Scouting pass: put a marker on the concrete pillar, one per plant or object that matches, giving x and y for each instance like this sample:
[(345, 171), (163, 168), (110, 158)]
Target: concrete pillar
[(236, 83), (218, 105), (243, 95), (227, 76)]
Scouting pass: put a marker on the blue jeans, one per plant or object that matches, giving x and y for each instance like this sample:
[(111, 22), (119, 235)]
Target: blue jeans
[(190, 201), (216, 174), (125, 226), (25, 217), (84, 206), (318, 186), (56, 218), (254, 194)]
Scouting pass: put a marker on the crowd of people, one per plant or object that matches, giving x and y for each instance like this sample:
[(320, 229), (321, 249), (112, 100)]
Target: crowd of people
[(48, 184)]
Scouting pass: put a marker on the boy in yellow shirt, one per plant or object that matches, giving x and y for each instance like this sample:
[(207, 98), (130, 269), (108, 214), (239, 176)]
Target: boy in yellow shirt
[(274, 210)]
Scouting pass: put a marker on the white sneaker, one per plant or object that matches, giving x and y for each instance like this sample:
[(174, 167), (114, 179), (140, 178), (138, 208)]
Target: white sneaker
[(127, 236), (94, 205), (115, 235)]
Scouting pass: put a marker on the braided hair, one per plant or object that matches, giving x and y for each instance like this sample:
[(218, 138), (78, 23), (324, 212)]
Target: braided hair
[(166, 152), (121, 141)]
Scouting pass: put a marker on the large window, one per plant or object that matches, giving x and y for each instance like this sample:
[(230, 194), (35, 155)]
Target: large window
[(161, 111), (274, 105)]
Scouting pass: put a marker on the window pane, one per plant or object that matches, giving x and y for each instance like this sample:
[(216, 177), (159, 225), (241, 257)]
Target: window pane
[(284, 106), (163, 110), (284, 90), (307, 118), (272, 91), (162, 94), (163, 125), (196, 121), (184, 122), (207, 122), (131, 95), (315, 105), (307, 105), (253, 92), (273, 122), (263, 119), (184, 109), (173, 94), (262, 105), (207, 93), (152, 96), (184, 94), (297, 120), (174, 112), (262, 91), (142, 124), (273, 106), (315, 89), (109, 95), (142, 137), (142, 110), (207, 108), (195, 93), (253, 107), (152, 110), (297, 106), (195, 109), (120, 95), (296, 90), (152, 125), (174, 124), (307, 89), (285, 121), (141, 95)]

### [WHAT THE EXERCISE ASKS]
Where the line holding "Target: large window" appears in the listing above, start reproducing exactly, and end with the line holding "[(216, 177), (159, 225), (241, 257)]".

### [RESPONSE TO THE TASK]
Target: large window
[(161, 111), (274, 105)]
Scouting pass: put a marker on the window pane, one per plant or object that matches, giving x and y for each instance like this sample:
[(216, 177), (159, 225), (241, 257)]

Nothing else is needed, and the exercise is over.